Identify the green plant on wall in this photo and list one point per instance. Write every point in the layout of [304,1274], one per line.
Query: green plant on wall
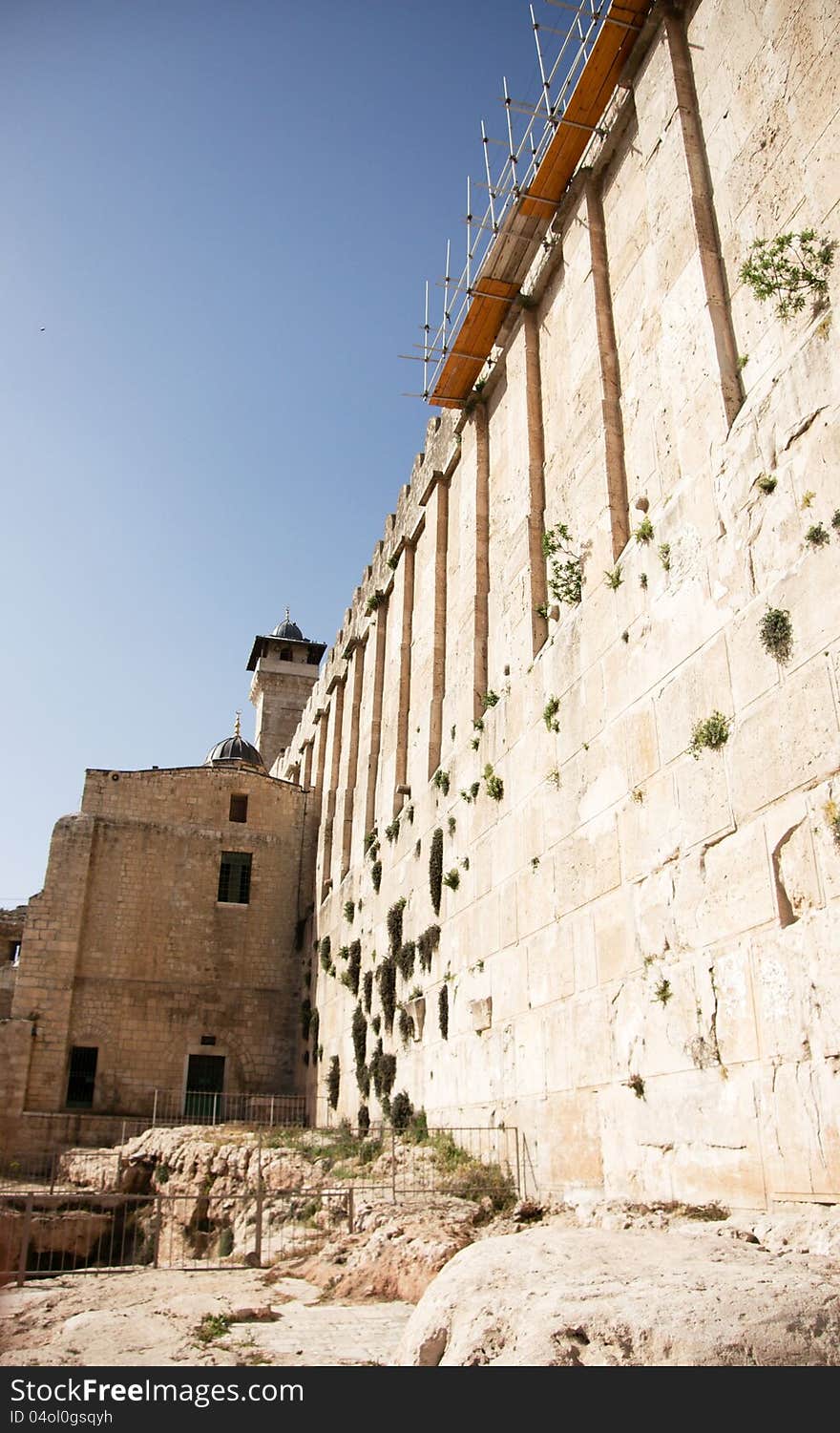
[791,269]
[494,784]
[436,869]
[388,983]
[565,568]
[443,1010]
[776,634]
[710,734]
[428,943]
[334,1081]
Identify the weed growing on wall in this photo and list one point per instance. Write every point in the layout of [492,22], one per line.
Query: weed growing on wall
[494,784]
[791,269]
[388,983]
[394,923]
[334,1083]
[776,634]
[436,869]
[711,734]
[428,943]
[443,1010]
[549,714]
[405,959]
[565,568]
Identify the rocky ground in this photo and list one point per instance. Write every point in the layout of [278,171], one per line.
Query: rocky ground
[436,1278]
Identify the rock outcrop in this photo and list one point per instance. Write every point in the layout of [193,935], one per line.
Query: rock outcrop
[563,1297]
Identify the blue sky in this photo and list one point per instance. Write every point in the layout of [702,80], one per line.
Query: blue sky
[219,220]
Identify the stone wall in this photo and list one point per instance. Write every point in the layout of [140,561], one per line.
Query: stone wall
[129,950]
[640,952]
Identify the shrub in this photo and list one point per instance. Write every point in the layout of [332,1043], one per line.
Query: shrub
[394,923]
[443,1010]
[565,569]
[402,1111]
[428,943]
[334,1081]
[713,732]
[406,959]
[790,269]
[776,634]
[405,1024]
[436,869]
[388,983]
[494,784]
[353,967]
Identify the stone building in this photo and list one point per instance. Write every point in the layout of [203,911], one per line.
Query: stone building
[160,963]
[577,866]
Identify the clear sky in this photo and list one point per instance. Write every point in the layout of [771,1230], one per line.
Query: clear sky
[219,217]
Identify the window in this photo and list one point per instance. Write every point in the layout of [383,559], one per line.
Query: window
[82,1077]
[239,809]
[236,877]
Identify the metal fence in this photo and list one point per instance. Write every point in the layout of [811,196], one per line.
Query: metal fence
[86,1212]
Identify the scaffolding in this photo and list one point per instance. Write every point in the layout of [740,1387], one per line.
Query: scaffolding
[525,194]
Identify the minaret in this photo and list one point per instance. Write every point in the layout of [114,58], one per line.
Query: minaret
[285,668]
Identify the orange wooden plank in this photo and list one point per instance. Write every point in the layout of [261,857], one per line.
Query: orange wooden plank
[586,105]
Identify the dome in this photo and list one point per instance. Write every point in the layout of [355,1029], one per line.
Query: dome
[288,629]
[234,749]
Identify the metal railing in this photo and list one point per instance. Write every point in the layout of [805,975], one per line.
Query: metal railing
[88,1214]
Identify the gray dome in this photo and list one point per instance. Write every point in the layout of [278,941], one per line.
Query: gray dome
[288,629]
[231,749]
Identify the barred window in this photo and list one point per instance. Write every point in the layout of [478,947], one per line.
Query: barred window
[236,877]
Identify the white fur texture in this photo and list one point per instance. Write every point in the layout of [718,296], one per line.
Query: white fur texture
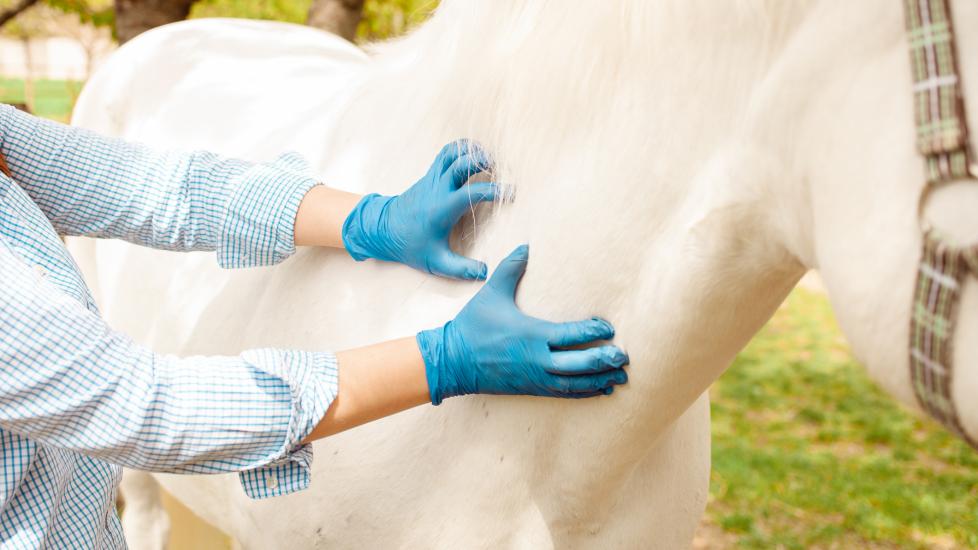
[678,165]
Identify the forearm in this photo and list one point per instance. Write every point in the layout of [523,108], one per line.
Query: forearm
[319,220]
[375,381]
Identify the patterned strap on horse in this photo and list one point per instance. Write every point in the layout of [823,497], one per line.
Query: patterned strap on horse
[942,138]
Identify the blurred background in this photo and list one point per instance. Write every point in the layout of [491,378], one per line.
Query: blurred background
[807,451]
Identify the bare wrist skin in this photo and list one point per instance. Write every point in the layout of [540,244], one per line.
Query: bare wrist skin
[319,221]
[375,381]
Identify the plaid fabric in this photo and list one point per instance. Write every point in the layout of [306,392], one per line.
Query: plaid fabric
[940,278]
[938,105]
[79,400]
[942,138]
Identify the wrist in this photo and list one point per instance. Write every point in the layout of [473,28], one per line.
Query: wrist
[442,381]
[360,231]
[319,218]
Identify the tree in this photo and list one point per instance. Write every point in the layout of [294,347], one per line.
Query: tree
[135,16]
[340,17]
[15,10]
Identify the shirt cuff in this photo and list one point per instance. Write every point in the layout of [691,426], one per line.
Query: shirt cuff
[313,382]
[259,221]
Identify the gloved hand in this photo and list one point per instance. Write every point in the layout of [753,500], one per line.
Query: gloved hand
[492,347]
[413,228]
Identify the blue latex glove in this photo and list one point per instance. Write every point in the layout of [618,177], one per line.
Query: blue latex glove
[413,228]
[492,347]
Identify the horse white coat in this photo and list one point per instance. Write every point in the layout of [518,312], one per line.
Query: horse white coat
[678,164]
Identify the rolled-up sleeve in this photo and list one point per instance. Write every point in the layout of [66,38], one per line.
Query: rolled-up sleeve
[90,185]
[71,382]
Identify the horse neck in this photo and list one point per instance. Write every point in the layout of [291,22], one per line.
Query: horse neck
[619,125]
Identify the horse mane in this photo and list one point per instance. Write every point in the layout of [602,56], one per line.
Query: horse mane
[591,88]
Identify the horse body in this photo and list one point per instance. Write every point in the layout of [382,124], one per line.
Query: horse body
[676,172]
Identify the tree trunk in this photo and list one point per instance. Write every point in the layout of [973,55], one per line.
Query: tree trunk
[339,17]
[135,16]
[14,11]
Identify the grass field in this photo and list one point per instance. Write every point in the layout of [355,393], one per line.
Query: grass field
[52,98]
[807,452]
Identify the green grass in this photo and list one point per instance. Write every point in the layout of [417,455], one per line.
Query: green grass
[808,452]
[52,98]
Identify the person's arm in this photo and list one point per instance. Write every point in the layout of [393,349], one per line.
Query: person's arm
[91,185]
[71,382]
[491,347]
[378,381]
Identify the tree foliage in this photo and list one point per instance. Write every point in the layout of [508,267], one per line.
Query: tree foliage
[381,18]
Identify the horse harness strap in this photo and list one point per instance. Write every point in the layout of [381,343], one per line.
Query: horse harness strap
[942,139]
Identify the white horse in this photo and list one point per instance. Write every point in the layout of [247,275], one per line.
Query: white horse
[679,165]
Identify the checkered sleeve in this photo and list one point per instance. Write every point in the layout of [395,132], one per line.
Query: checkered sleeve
[95,186]
[71,382]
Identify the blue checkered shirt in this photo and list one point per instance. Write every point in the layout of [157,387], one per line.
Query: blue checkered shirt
[78,400]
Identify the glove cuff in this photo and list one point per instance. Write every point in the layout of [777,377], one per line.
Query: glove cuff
[440,383]
[360,226]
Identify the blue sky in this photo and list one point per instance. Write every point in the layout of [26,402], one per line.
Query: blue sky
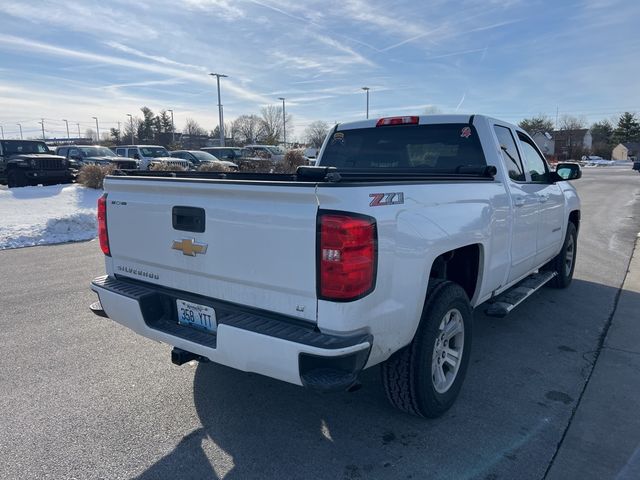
[507,58]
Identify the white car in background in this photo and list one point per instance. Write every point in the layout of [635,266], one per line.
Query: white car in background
[270,152]
[150,154]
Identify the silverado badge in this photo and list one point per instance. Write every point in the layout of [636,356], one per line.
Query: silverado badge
[189,246]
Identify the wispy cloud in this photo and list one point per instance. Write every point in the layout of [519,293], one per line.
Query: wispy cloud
[461,101]
[196,77]
[227,9]
[79,16]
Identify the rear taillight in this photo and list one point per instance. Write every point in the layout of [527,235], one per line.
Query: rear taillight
[385,122]
[103,235]
[347,256]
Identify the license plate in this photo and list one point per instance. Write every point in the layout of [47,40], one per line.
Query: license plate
[197,316]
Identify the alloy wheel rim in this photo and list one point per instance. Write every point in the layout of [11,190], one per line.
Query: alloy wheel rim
[447,351]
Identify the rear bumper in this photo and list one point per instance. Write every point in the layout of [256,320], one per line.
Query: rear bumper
[246,339]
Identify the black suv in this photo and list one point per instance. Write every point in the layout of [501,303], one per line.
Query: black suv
[30,162]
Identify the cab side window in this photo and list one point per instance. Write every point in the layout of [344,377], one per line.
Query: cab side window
[535,163]
[510,155]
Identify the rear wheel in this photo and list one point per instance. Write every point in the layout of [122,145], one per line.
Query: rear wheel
[425,377]
[565,262]
[16,178]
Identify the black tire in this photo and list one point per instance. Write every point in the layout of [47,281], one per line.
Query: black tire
[16,178]
[560,264]
[408,376]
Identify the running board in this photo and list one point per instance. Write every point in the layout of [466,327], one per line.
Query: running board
[507,301]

□ □ □ □ □ □ □

> Problem statement
Starting at the line that contains "Identify the cab", repeat each line exactly through the last one in the listing. Include both of those lines and nothing more.

> Answer in full
Identify the cab side window in this photo and list one point per instance. Write every point in the layout of [344,377], one per line.
Query: cab side window
[535,163]
[510,155]
Identify the rear wheel in this photo and list one point per instance. Write every point in the layout of [122,145], one per line.
Query: rear wheel
[425,377]
[565,262]
[16,178]
Identify the black tire in this photo and list one point per instance. Write every point in the layout of [47,281], one per line.
Query: black tire
[16,178]
[560,264]
[408,376]
Identify the running board in this photo and list one point per instance. Write every point in the layout of [466,327], one per line.
Query: running board
[507,301]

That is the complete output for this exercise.